Excerpts from a dataset
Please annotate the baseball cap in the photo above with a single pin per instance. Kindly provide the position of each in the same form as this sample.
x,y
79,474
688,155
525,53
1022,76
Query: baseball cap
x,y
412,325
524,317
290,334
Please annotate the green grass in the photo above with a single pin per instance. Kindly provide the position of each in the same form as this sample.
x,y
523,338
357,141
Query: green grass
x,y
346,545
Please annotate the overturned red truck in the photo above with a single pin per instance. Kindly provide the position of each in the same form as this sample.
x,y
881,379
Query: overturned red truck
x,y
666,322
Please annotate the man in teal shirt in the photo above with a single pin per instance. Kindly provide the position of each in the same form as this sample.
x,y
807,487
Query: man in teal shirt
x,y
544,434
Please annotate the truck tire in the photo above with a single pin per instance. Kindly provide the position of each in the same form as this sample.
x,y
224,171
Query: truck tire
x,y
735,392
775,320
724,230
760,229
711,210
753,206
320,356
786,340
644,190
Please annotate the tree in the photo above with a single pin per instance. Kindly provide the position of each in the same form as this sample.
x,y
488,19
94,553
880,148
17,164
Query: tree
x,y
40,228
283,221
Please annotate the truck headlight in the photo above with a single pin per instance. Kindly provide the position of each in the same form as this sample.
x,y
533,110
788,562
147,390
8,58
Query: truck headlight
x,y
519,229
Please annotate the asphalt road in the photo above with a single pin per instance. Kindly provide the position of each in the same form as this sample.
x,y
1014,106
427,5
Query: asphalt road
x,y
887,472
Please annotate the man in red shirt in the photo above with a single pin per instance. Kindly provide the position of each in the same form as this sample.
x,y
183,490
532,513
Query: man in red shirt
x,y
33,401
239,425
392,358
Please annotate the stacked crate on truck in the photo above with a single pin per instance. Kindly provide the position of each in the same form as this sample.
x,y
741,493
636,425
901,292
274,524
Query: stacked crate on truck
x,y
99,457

> _About this task_:
An exact transcription of every record above is required.

> _Response to the exercise_:
Please annotate the baseball cap in the photo above with a single pin per instance. Kindly provide the position of each in the same form as this sample.
x,y
79,474
688,155
525,53
1022,76
Query: baseball cap
x,y
412,325
524,317
290,334
Please annotate the green grass in the photo above with a single pin per instance. Kindly provide the position of each in the same form as this sample.
x,y
523,338
357,141
Query: green grass
x,y
346,545
Please annotate the overturned red truck in the photo above with a single pin per instance. Kindly provide the position of each in the same form as this sample.
x,y
881,379
Query: overturned red truck
x,y
666,322
Please annotate the man in teal shirt in the photo above with a single pin per instance. Kindly provide the position of each in the same form as this sample.
x,y
807,487
Query: man in teal shirt
x,y
544,434
Please annotate the truck tire in the photo above with a single pin per instance. Kindly provide the position of each in the same form as this sample.
x,y
224,171
Query: truck tire
x,y
735,392
775,320
724,230
760,229
711,210
753,206
320,356
786,340
644,190
Please annotate the tree in the photo above with a single pin per instance. Kindly provide the position of each in the same form as this sample.
x,y
488,19
94,553
880,148
17,164
Query: tree
x,y
40,228
283,221
Please annotate the truck headlight in the photo above with a single pin per instance. Kindly provide the position of each in the same form as this sample.
x,y
533,110
788,562
147,390
8,58
Query: truck headlight
x,y
519,229
Please annotate the asphalt road in the photo above with a single pin per instance. Kindly provide the position of each in the same form as this sample.
x,y
1014,106
427,5
Query: asphalt road
x,y
887,472
Please annotate the man in red shirt in the photo above with a single pin per instance. Kindly provide the position of each in the same form as this sample.
x,y
183,490
532,513
Query: man in red shirt
x,y
33,401
239,425
392,358
Please annotate the stacked crate on truck in the photo above with a single pin per instance. Kindly provide the position of each in the same form as this sample.
x,y
741,493
636,425
901,292
274,524
Query: stacked crate on truck
x,y
99,457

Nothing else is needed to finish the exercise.